*Supplied records:*
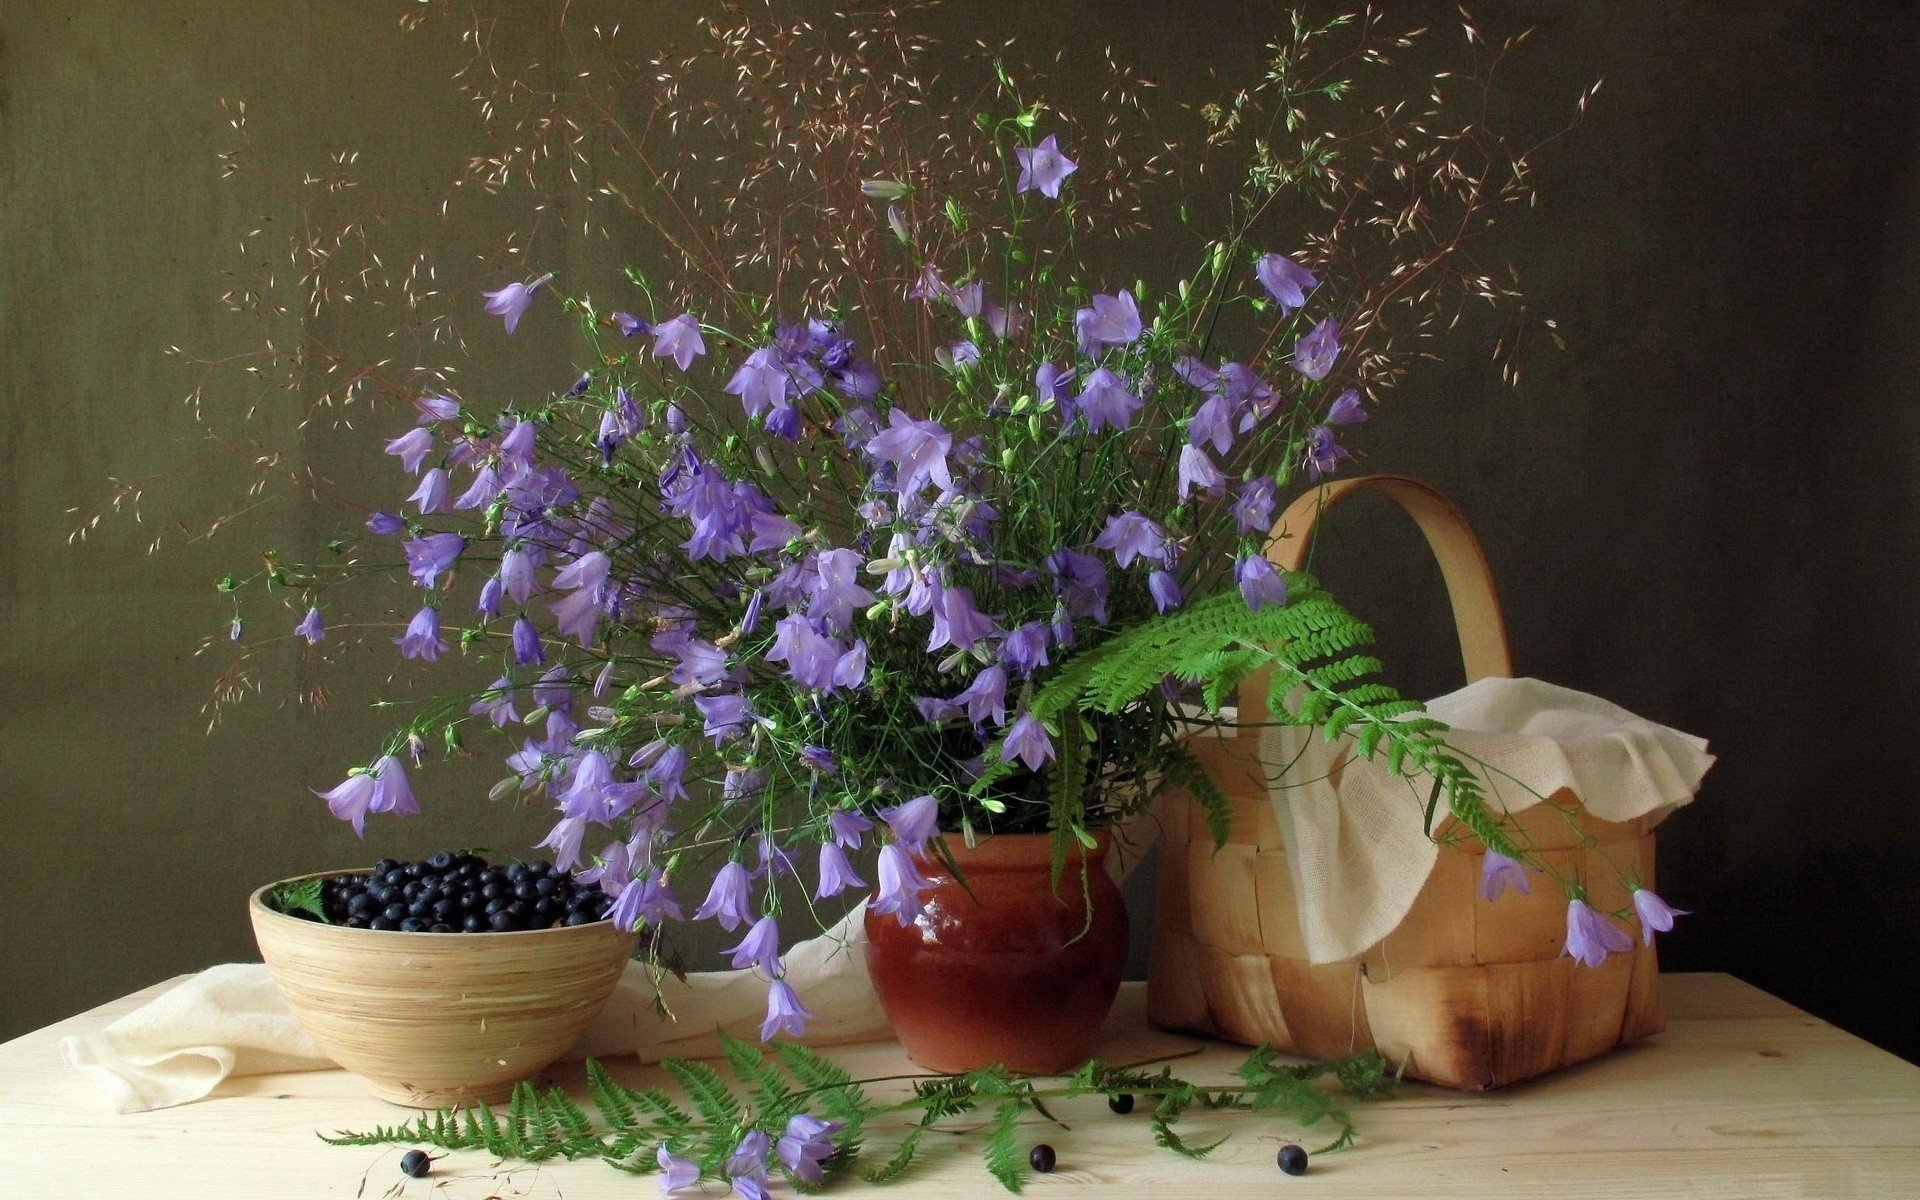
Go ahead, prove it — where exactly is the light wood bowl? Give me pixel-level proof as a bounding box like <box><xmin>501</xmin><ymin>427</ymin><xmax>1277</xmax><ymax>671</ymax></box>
<box><xmin>249</xmin><ymin>870</ymin><xmax>638</xmax><ymax>1109</ymax></box>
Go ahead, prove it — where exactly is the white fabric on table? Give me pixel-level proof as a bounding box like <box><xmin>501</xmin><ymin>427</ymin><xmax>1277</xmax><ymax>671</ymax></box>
<box><xmin>63</xmin><ymin>906</ymin><xmax>887</xmax><ymax>1115</ymax></box>
<box><xmin>1258</xmin><ymin>676</ymin><xmax>1714</xmax><ymax>963</ymax></box>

*Try it:* The answer must be an exact copy of the lines from the one containing "Go ahead, prove it — where exactly is the white" through the last line of the records, both included.

*Task response:*
Go ahead, prove it — where exactly is the white fabric on table? Give me pixel-level proof as a bounding box like <box><xmin>501</xmin><ymin>427</ymin><xmax>1277</xmax><ymax>671</ymax></box>
<box><xmin>63</xmin><ymin>906</ymin><xmax>887</xmax><ymax>1115</ymax></box>
<box><xmin>1258</xmin><ymin>676</ymin><xmax>1714</xmax><ymax>963</ymax></box>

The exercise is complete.